[DOCUMENT EXCERPT Boundary: Start]

A few years later services ran between Homburg and Kusel, which mainly served miners commuting from the region around Kusel to the Saar region. With the separation of the current Saarland from Germany after the Second World War, access to the Saarland was prohibited for the common people.

There was a gap of four hours in the services between Altenglan and Glan Munchweiler in the 1909 timetable. This prompted the office of the Kusel district to apply for it be closed. Then, a carriage for third and fourth class passengers was attached to a freight train between Altenglan and Theisbergstegen. Especially in the 1930s, the timetable included several routes that operated over sections of different lines, such as the Homburg–Glan-Münchweiler–Ramstein route.

From the early 1950s, a so-called Städteschnellzug ("city express", a supplement-free express train) ran between Kusel and Heidelberg, stopping in Glan-Münchweiler. In 1954, it was downgraded to a semi-fast train (Eilzug). It was discontinued in 1979.

At the same time, the services were reinforced by Uerdingen railbuses, including sub-class VT 98, which ran until the mid-1970s. After the closure of passenger traffic between Homburg and Glan-Münchweiler, the railbuses also disappeared from the line to Kusel.

In 1965 two pair of express services were established between Zweibrücken and Mainz, running via the Glan Valley Railway and stopping in Glan-Münchweiler. These were operated with diesel locomotives of class V 100.20 hauling so-called Silberling carriages. The initiator of this service was the then mayor of Zweibrücker, Oscar Munzinger, who was also at this time in the parliament of Rhineland-Palatinate and wanted to have a service between his two work places. In the vernacular, these trains were therefore referred to as the "Munzinger Express". Due to the already missing link between Odernheim and Bad Münster these trains had to run to Staudernheim and reverse there to use the Nahe Valley Railway to run to the east. In 1967, there was another pair of services between Homburg and Gau Algesheim. From 1970, these links were officially classified as only regional rapid-transit (Nahschnellverkehrszüge) services and they were terminated in 1979.

[DOCUMENT EXCERPT Boundary: End]
[DATA PROVIDED Boundary: Start]

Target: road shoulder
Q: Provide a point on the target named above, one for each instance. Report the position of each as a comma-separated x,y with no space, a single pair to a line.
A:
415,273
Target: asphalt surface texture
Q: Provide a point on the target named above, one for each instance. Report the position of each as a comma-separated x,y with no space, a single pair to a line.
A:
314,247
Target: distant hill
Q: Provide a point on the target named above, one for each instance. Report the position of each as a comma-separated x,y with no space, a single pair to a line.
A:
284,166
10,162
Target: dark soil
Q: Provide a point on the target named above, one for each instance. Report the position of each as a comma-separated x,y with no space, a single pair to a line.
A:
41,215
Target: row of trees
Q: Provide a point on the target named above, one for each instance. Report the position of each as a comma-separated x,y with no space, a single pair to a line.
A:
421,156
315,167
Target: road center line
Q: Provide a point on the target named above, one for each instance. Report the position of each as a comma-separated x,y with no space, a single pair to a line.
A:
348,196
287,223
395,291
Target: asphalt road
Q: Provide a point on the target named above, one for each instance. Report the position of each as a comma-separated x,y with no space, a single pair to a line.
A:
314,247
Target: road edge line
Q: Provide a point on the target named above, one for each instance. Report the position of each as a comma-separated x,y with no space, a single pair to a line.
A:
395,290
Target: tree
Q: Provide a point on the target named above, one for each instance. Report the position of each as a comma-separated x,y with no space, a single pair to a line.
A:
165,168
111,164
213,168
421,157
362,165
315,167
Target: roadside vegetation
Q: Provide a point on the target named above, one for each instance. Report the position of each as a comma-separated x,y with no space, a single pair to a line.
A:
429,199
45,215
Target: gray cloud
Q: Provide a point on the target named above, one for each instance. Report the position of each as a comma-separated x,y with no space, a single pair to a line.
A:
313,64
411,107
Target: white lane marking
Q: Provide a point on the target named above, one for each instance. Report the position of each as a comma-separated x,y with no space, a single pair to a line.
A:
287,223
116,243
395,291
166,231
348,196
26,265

[DATA PROVIDED Boundary: End]

* TASK LIST:
1) Summarize the passage on railway services around Glan-Münchweiler in two sentences.
2) Reproduce everything in the railway passage from "From the early" down to "discontinued in 1979.", renaming "Heidelberg" as "Mannheim".
The stored data plays no part in this work.

* TASK-BY-TASK SOLUTIONS:
1) From the early 1950s a city express ran between Kusel and Heidelberg with a stop in Glan-Münchweiler; it was downgraded to a semi-fast train in 1954 and discontinued in 1979. In 1965 express services known as the "Munzinger Express" began running between Zweibrücken and Mainz via the Glan Valley Railway; they were reclassified as regional rapid-transit services in 1970 and terminated in 1979.

2)
From the early 1950s, a so-called Städteschnellzug ("city express", a supplement-free express train) ran between Kusel and Mannheim, stopping in Glan-Münchweiler. In 1954, it was downgraded to a semi-fast train (Eilzug). It was discontinued in 1979.